### [Passage provided]
• • •

Liberal Daleks
There has been a great hoo-ha in the right-wing press about three
academics who have ‘thought outside the envelope’ when declaring that killing
newborn babies is no biggie, therefore “morally irrelevant” and comparable to abortion. They are intelligent people and they knew
that they would get this reaction. Yet
they present themselves as satirical caricatures of the kind of scientist one
might find in Brave New World, even
wearing the death threats as a badge of honour and validating their thoughts,
as if just because psychopaths oppose you, what you say must be true. Those who place the threatening posts are “fanatics
opposed to the very values of a liberal society” and who could possibly be
against the values of a liberal society, ipso facto, what I say is correct.
I find it amusing that they criticise ‘fanatics’ whilst
expounding (they would say propounding) liberal dogma, which, ironically, can be profoundly illiberal. When Family
Guy invited the likes of Rush Limbaugh to make guest appearances, fans were
aghast, but Seth MacFarlane argued cutely that what defines liberals is a
willingness to hear both sides of the argument.
When it comes to values, everyone, knowingly or not, is
seeking to establish the primacy of what they believe. Merely publishing in The Journal of Medical
Ethics doesn’t give one any greater cachet to your views. To argue “The moral status of an infant is
equivalent to that of a fetus [sic] in the sense that both lack those
properties that justify the attribution of a right to life to an individual,”

• • •

### [To do]
Answer these questions from the "Liberal Daleks" text:
1. How many academics does the text say made the declaration about killing newborn babies?
2. What did Seth MacFarlane argue defines liberals?
3. Which journal does the text name?

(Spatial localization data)

• • •

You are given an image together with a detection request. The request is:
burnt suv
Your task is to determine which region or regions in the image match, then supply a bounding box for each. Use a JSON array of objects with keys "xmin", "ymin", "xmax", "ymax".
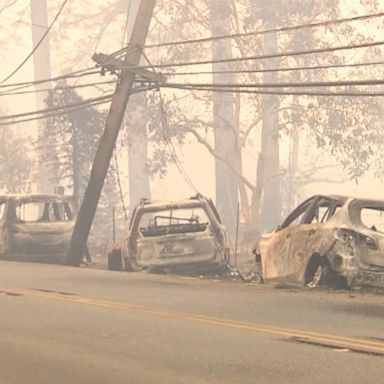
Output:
[
  {"xmin": 109, "ymin": 195, "xmax": 229, "ymax": 272},
  {"xmin": 0, "ymin": 195, "xmax": 74, "ymax": 262},
  {"xmin": 253, "ymin": 195, "xmax": 384, "ymax": 287}
]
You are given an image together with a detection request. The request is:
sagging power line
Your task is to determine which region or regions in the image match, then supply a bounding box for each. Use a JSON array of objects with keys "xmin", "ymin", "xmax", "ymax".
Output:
[
  {"xmin": 140, "ymin": 41, "xmax": 384, "ymax": 69},
  {"xmin": 1, "ymin": 0, "xmax": 68, "ymax": 83},
  {"xmin": 144, "ymin": 12, "xmax": 384, "ymax": 48}
]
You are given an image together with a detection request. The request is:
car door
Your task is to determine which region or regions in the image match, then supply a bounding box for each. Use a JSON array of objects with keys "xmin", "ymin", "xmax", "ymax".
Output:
[
  {"xmin": 288, "ymin": 196, "xmax": 335, "ymax": 281},
  {"xmin": 261, "ymin": 199, "xmax": 313, "ymax": 281}
]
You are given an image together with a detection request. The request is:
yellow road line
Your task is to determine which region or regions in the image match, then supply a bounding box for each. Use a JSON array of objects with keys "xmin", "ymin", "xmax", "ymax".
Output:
[{"xmin": 0, "ymin": 287, "xmax": 384, "ymax": 354}]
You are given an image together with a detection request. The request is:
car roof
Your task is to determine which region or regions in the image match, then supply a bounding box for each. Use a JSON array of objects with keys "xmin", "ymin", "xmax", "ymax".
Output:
[
  {"xmin": 304, "ymin": 195, "xmax": 384, "ymax": 204},
  {"xmin": 0, "ymin": 193, "xmax": 72, "ymax": 201}
]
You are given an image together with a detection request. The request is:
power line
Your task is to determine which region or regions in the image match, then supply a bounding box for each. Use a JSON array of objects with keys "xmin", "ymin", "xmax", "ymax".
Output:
[
  {"xmin": 0, "ymin": 100, "xmax": 110, "ymax": 126},
  {"xmin": 163, "ymin": 61, "xmax": 384, "ymax": 77},
  {"xmin": 161, "ymin": 84, "xmax": 384, "ymax": 97},
  {"xmin": 164, "ymin": 79, "xmax": 384, "ymax": 88},
  {"xmin": 0, "ymin": 86, "xmax": 157, "ymax": 125},
  {"xmin": 0, "ymin": 67, "xmax": 100, "ymax": 88},
  {"xmin": 0, "ymin": 94, "xmax": 112, "ymax": 120},
  {"xmin": 144, "ymin": 12, "xmax": 384, "ymax": 48},
  {"xmin": 1, "ymin": 0, "xmax": 68, "ymax": 83},
  {"xmin": 140, "ymin": 41, "xmax": 384, "ymax": 69},
  {"xmin": 0, "ymin": 80, "xmax": 116, "ymax": 97}
]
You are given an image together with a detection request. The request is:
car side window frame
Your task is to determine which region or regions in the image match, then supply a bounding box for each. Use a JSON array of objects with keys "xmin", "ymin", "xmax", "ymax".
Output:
[
  {"xmin": 302, "ymin": 197, "xmax": 334, "ymax": 224},
  {"xmin": 280, "ymin": 198, "xmax": 317, "ymax": 229}
]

• • •

### [Task output]
1. Three.
2. A willingness to hear both sides of the argument.
3. The Journal of Medical Ethics.